Collection entries:
(begin)
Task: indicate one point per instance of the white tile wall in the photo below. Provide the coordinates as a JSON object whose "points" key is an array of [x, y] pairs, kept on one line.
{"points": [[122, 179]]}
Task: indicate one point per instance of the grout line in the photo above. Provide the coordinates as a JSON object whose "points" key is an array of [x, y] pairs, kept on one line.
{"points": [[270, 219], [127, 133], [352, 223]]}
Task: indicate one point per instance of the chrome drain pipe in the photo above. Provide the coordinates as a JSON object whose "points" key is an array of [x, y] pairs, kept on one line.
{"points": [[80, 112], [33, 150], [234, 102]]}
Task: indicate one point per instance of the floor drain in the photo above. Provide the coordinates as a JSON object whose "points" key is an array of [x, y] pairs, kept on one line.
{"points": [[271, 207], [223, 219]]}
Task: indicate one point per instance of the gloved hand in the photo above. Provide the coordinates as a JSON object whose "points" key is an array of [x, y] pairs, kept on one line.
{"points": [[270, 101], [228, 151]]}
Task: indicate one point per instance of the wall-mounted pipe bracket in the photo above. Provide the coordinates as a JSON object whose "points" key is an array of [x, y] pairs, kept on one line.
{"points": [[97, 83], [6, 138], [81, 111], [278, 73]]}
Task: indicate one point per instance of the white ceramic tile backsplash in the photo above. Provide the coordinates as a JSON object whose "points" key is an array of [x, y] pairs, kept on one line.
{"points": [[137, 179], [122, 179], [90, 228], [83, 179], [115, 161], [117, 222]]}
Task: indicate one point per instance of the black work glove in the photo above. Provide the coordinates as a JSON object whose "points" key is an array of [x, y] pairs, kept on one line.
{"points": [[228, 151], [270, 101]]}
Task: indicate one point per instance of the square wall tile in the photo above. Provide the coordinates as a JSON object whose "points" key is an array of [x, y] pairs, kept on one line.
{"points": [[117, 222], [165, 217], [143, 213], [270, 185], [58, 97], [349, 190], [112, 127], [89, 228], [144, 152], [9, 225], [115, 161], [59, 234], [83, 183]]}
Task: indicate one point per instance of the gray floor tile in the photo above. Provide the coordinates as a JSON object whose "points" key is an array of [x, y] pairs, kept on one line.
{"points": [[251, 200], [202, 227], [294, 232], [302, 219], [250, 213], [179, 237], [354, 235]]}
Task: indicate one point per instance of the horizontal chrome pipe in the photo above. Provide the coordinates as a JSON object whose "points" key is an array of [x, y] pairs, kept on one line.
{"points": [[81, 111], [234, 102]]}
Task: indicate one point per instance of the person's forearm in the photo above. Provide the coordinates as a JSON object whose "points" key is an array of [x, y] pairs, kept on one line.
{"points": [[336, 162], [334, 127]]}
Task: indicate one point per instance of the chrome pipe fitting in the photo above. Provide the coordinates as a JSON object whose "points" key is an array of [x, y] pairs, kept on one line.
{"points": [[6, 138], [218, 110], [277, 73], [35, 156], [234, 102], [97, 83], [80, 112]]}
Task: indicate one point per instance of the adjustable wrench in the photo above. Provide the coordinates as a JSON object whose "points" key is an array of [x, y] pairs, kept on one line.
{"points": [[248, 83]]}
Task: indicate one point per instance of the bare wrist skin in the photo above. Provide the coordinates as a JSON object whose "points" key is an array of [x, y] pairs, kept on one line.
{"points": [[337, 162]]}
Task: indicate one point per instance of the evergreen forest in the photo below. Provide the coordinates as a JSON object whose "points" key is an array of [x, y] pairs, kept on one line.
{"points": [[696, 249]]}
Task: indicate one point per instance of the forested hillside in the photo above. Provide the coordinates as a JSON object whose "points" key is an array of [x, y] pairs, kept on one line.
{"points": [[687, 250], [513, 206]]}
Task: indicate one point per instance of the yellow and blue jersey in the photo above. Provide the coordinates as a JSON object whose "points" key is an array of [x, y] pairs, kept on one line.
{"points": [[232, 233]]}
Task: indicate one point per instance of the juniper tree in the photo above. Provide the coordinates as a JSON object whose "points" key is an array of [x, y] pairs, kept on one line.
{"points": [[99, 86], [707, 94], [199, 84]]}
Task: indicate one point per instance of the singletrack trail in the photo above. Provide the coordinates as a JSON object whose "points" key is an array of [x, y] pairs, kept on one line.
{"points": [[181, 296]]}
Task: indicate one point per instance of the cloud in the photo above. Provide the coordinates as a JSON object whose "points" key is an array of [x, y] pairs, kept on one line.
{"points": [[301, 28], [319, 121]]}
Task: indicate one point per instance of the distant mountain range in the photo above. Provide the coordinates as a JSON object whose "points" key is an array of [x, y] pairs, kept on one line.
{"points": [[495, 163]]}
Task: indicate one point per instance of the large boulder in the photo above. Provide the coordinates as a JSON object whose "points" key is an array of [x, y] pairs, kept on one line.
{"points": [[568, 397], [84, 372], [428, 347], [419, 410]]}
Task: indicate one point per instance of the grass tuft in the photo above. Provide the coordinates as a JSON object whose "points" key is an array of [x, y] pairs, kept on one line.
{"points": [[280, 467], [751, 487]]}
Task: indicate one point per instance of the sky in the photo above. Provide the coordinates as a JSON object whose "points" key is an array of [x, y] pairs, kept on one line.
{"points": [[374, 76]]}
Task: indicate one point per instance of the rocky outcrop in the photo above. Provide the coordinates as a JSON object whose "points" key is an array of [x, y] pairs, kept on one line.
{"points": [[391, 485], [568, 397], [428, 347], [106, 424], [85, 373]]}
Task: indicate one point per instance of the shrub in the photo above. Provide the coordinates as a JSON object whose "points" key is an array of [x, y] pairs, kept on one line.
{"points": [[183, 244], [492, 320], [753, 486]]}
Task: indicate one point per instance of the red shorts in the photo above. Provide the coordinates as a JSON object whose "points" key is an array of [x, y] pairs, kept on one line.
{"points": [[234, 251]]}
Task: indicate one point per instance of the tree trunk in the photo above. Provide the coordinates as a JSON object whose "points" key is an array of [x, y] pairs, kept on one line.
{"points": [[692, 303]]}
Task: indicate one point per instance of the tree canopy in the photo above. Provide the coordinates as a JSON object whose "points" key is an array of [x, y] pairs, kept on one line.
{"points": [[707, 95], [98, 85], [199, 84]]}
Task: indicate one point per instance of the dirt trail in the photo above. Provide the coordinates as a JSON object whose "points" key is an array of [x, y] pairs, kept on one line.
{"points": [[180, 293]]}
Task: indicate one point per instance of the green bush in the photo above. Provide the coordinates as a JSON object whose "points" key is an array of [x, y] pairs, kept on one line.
(end)
Exercise details: Faithfully reproduce all of the records, character for character.

Output for this task:
Task: indicate one point per instance of the white tile wall in the photo below. Provide the coordinates as a JSON object whose "points" key is an array of [x, y] pairs, kept on one line.
{"points": [[122, 179]]}
Task: indicate one point per instance of the grout line in the photo above. Provide the coordinates as a JSON object whose "points" key is an array of [x, y] pairs, kept on one line.
{"points": [[270, 219], [127, 133], [352, 223]]}
Task: indicate one point per instance of the chrome drain pipe in the photo above. Provide the coordinates as a JSON object whose "points" key is an array of [x, y] pairs, kept on one line.
{"points": [[80, 112], [33, 150], [234, 102]]}
Task: indicate one point per instance of the floor drain in the photo above. Provide the coordinates as a JSON object whose "points" key is an array of [x, y] pairs, kept on one line.
{"points": [[271, 207], [223, 219]]}
Task: indicate one point per instance of the gloved hand in the photo above. Provide the coordinates as a JSON object whose "points" key is an array of [x, y] pairs, kept on one line.
{"points": [[270, 101], [228, 151]]}
Task: indicate one point per instance of the wall-mounted pipe bracket in the photo above. Provide the coordinates as a JSON object whose "points" key is an array of [x, y] pairs, kept on one line.
{"points": [[97, 83], [6, 138], [81, 111], [278, 73]]}
Task: indicate one point per instance of the white ceramic tile backsplash in the photo above. Provide the coordinates as a JSON object whose "points" key is an array of [x, y] pairs, kept on one line.
{"points": [[137, 179], [122, 179], [90, 228], [83, 179], [115, 161], [117, 222]]}
Task: indicate one point per instance of the black work glove in the photo above. Provide the coordinates as a JSON object whose "points" key is an array of [x, y] pairs, kept on one line.
{"points": [[228, 151], [270, 101]]}
Task: indicate one point per instance of the square wall tile in the photo above. Provide the coordinates as a JSON object whose "points" key is an array of [x, y] pairs, kept on one line.
{"points": [[117, 222], [165, 217], [143, 213], [270, 185], [58, 97], [349, 190], [112, 127], [89, 228], [144, 152], [9, 225], [115, 161], [59, 234], [83, 183]]}
Task: indicate one point per instance of the gray floor tile in the photo above. Provide the coordinates as a JSON object whose "points" key is an array of [x, y] pairs, kept on one line.
{"points": [[251, 200], [202, 227], [294, 232], [302, 219], [250, 213], [179, 237], [354, 235]]}
Task: indicate one point per instance of the horizontal chrome pipe in the photo above. Provide the coordinates as a JSON object whose "points" key is an array of [x, y] pairs, kept on one line.
{"points": [[81, 111], [234, 102]]}
Task: indicate one point per instance of the person's forearm in the photo above. Provide the coordinates as a JSON object whose "points" key is an array of [x, y] pairs, kept on one line.
{"points": [[336, 162], [334, 127]]}
Task: indicate one point per instance of the chrome pipe fitting in the photo above. Provide the coordinates as a JSON object whose "points" key is an array of [x, y] pairs, kept on one line.
{"points": [[6, 138], [218, 110], [277, 73], [35, 156], [234, 102], [97, 83], [80, 112]]}
Task: indicate one point per instance of the adjustable wrench in the photo above. Provide the coordinates as a JSON object whose "points" key is an array of [x, y] pairs, kept on one line.
{"points": [[248, 83]]}
Task: indicate one point per instance of the bare wrist skin in the photo above. Provide the coordinates as a JSON object whose "points" key is an array of [x, y] pairs, kept on one line.
{"points": [[337, 162]]}
Task: indicate one point per instance of the evergreen forest in the photo below. Provide the coordinates as a JSON object whose "points" key is an array of [x, y] pairs, kept on one line.
{"points": [[696, 249]]}
Task: indicate one point per instance of the forested hillside in the photo above. Provide the coordinates as a JSON object whose "points" key is an array of [x, y] pairs, kept on one line.
{"points": [[687, 250], [513, 206]]}
Task: indicate one point per instance of the yellow and blue jersey in the photo above. Provide the coordinates as a JSON object whose "points" key is an array of [x, y] pairs, kept on one line.
{"points": [[232, 233]]}
Task: indicate one point per instance of the juniper tree in the photo above. Provide the coordinates as a JSON object whose "points" key is an array of [x, y] pairs, kept on one line.
{"points": [[99, 86], [707, 94], [199, 84]]}
Task: indicate one point per instance of the singletrack trail in the photo above. Provide the coordinates as a JSON object whose "points" key is an array of [x, y] pairs, kept on one line.
{"points": [[181, 296]]}
Task: indicate one point per instance of the cloud in the photo above. Provide the coordinates as a JSON object whose "points" key is an array of [x, y] pairs, kept on one line.
{"points": [[301, 28], [319, 121]]}
Task: indicate one point per instance of the distant mountain range in the photo above. Provide the coordinates as a JSON object whose "points" key is an array of [x, y] pairs, kept on one line.
{"points": [[495, 163]]}
Task: indicate one point per instance of the large boulder in the photo above. Provide the coordinates as a JSON object whose "points" key is an array of [x, y] pairs, kept on one line.
{"points": [[568, 397], [84, 372], [428, 347], [419, 410]]}
Task: indicate one point per instance of the grass tuft in the photo above. Provide the coordinates as a JSON object whose "points" key is an array of [x, y] pairs, kept on one line.
{"points": [[280, 467], [751, 487]]}
Task: indicate one point per instance of the sky in the photo above. Provide the coordinates as a JSON object whose "points" key is an array of [x, y] pairs, kept on one line.
{"points": [[374, 76]]}
Task: indicate one point per instance of the rocky outcrop in the photo above. Provide the coordinates as a JSON object whose "points" key is an array of [x, y] pairs, kept on one line.
{"points": [[391, 485], [568, 397], [428, 347], [106, 424], [85, 373]]}
Task: indicate one point per instance of the shrub in the photo above. Provide the coordinates as a JSON object whose "points" key is an array of [x, y] pairs, kept on one line.
{"points": [[183, 244], [492, 320], [753, 486]]}
Task: indicate one point per instance of the red shorts in the photo above. Provide the coordinates as a JSON object whose "points" key is an array of [x, y] pairs, kept on one line.
{"points": [[234, 251]]}
Task: indicate one point per instance of the tree trunk in the photo above. Provide the coordinates as a JSON object whose "points" key is an array of [x, y] pairs, kept on one line.
{"points": [[692, 303]]}
Task: indicate one point per instance of the tree canopy in the photo above. Provide the coordinates as a JSON object whose "points" key is an array of [x, y] pairs, kept on one line.
{"points": [[707, 95], [98, 85], [199, 84]]}
Task: indicate one point per instance of the dirt trail in the photo above. Provide the coordinates as a JSON object whose "points" key is an array of [x, y] pairs, kept on one line.
{"points": [[180, 293]]}
Task: indicate one point per instance of the green bush in the photo above. Provide the coordinates as a JSON object whose "points" key is an array of [x, y] pairs, kept on one line.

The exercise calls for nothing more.